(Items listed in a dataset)

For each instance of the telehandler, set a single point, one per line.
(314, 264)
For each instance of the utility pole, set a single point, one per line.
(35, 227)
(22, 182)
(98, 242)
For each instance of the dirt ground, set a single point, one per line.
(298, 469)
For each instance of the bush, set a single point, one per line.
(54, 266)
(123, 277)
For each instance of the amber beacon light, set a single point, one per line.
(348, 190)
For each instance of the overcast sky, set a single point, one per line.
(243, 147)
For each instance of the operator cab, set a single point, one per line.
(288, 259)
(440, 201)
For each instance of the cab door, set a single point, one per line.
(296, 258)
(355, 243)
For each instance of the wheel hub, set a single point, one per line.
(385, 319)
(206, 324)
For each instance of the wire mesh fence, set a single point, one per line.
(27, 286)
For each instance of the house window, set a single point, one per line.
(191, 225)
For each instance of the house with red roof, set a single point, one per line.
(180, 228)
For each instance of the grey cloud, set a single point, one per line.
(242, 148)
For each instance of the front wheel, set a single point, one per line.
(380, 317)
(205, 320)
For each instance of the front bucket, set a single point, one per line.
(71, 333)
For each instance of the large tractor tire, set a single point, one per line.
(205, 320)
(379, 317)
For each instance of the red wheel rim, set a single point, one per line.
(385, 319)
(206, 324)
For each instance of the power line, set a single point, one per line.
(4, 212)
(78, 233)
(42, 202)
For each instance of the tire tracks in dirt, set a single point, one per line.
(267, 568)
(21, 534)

■ What is being asked
Can you update the records so that every "set a single point" becomes "mark one point", with nothing else changed?

■ Result of this task
For each instance of the telehandler, mark one point, one per line.
(314, 264)
For each instance of the utility pole, mark one point, one per line.
(35, 227)
(22, 182)
(98, 242)
For each instance of the dirt ground, mark one point, one per line.
(298, 469)
For each instance of the bush, mark one point, one per line.
(54, 266)
(123, 277)
For each instance of the amber beacon light, mark one point, one per line.
(348, 190)
For each instance of the overcast sky, mark one point, one per line.
(243, 147)
For each instance of the operator cab, mark one point, one per line.
(288, 259)
(440, 201)
For each instance of the cab door, mark one point, one per line.
(296, 258)
(355, 243)
For each instance of the wheel hub, mark one point, one per line.
(385, 319)
(206, 324)
For each instance of the wire mesh fence, mark one point, one per line.
(27, 286)
For each instance of the house window, mark one point, one per line.
(191, 225)
For each instance of the house with red roof, mark one point, one per line.
(180, 228)
For each instance of the grey cloud, mark one point, one per line.
(242, 148)
For each instance of the front wheel, mark one point, one per line.
(380, 317)
(205, 320)
For each instance of the front bucket, mark one point, one per line.
(71, 333)
For each instance of the large tractor tire, mark one point, one per line.
(205, 320)
(379, 317)
For each instance of the red wheel rim, mark one point, one per line.
(385, 319)
(206, 324)
For each instance of the power line, mark one point, one per line.
(4, 212)
(78, 233)
(42, 202)
For each instance of the tire tracks in dirt, mark one point, one per line.
(267, 568)
(21, 534)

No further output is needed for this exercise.